▶ _What the task requires_:
Return the records below from the line containing "each like [552,128]." onward, exactly, through and including the last line.

Dataset items:
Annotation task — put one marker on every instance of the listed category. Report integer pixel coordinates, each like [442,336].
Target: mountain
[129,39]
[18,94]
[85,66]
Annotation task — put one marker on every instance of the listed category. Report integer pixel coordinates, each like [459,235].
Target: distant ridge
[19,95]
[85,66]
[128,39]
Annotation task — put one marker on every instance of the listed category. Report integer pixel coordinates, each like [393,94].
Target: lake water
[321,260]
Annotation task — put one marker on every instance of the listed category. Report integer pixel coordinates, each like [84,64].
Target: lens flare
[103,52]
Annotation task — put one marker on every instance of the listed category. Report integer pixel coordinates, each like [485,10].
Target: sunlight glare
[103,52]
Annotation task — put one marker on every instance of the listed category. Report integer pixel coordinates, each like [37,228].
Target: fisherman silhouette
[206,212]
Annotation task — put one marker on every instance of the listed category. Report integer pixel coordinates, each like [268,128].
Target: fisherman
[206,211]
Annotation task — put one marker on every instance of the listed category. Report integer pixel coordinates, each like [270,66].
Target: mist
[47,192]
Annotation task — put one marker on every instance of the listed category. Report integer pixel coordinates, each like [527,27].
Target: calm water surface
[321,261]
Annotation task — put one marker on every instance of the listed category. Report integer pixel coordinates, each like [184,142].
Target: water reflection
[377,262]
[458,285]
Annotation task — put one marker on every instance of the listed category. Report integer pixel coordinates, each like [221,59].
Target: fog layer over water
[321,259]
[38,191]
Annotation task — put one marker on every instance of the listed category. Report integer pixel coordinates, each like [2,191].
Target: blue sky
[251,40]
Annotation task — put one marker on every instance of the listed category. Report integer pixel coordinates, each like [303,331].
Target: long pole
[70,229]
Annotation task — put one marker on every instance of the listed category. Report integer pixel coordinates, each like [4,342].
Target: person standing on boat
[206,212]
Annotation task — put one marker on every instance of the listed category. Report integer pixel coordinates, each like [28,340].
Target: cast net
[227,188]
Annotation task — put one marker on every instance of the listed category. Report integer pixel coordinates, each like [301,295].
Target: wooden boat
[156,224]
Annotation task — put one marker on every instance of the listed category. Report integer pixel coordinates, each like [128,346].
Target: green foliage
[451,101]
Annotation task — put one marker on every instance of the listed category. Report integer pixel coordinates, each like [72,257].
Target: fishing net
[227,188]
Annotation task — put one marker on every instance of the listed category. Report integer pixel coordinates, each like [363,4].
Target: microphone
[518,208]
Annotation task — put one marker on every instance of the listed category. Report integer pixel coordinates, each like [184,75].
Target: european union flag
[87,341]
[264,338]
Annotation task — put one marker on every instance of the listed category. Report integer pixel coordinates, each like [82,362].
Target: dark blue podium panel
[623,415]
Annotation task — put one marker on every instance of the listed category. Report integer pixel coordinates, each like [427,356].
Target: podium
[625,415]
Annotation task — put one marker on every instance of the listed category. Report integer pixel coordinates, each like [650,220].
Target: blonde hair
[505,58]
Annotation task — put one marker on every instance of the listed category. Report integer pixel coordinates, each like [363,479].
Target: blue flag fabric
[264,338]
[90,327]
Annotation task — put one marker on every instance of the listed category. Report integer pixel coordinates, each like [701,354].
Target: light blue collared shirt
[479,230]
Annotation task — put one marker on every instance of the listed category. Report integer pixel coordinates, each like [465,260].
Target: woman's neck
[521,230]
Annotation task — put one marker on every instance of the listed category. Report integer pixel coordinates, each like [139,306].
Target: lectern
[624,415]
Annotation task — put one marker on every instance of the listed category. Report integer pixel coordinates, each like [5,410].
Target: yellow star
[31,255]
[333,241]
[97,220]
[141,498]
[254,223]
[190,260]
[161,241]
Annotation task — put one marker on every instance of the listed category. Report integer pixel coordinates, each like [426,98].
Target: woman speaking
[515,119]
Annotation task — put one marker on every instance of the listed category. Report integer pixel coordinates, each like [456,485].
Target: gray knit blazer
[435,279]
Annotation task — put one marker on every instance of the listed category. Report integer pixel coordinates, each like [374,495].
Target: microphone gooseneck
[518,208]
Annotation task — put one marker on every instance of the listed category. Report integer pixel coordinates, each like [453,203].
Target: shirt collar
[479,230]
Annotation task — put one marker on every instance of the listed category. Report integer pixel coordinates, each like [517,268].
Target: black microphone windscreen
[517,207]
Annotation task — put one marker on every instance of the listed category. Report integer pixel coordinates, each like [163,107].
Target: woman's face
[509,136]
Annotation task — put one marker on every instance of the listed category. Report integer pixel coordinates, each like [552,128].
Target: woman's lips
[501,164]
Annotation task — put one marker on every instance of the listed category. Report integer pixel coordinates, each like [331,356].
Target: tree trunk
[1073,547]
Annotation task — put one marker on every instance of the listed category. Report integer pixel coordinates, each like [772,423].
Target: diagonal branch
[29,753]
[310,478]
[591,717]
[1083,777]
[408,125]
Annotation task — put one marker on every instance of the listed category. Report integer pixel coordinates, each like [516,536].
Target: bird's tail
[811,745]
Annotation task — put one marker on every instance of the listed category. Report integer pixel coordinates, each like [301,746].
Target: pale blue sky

▶ _Answer below_:
Annotation task — put one marker on every instance of the listed category. Report integer pixel coordinates, each like [552,128].
Target: woman's lips
[501,164]
Annotation task — put one marker on every instance of the listed category. Report integer pixel coordinates, each like [331,356].
Target: tree trunk
[1073,547]
Annotation task — put one marker on every instance of the listed category. Report integer pixel coordinates, each like [772,423].
Target: diagonal branch
[29,753]
[310,478]
[591,717]
[1083,777]
[408,125]
Annotation task — put one marker on every instance of the listed category. Report integer pixel coordinates, each like [516,536].
Target: bird's tail
[811,745]
Annotation task — put one marker on every instance of the listed category. Report integer pixel coordinates, each like [301,746].
Target: pale blue sky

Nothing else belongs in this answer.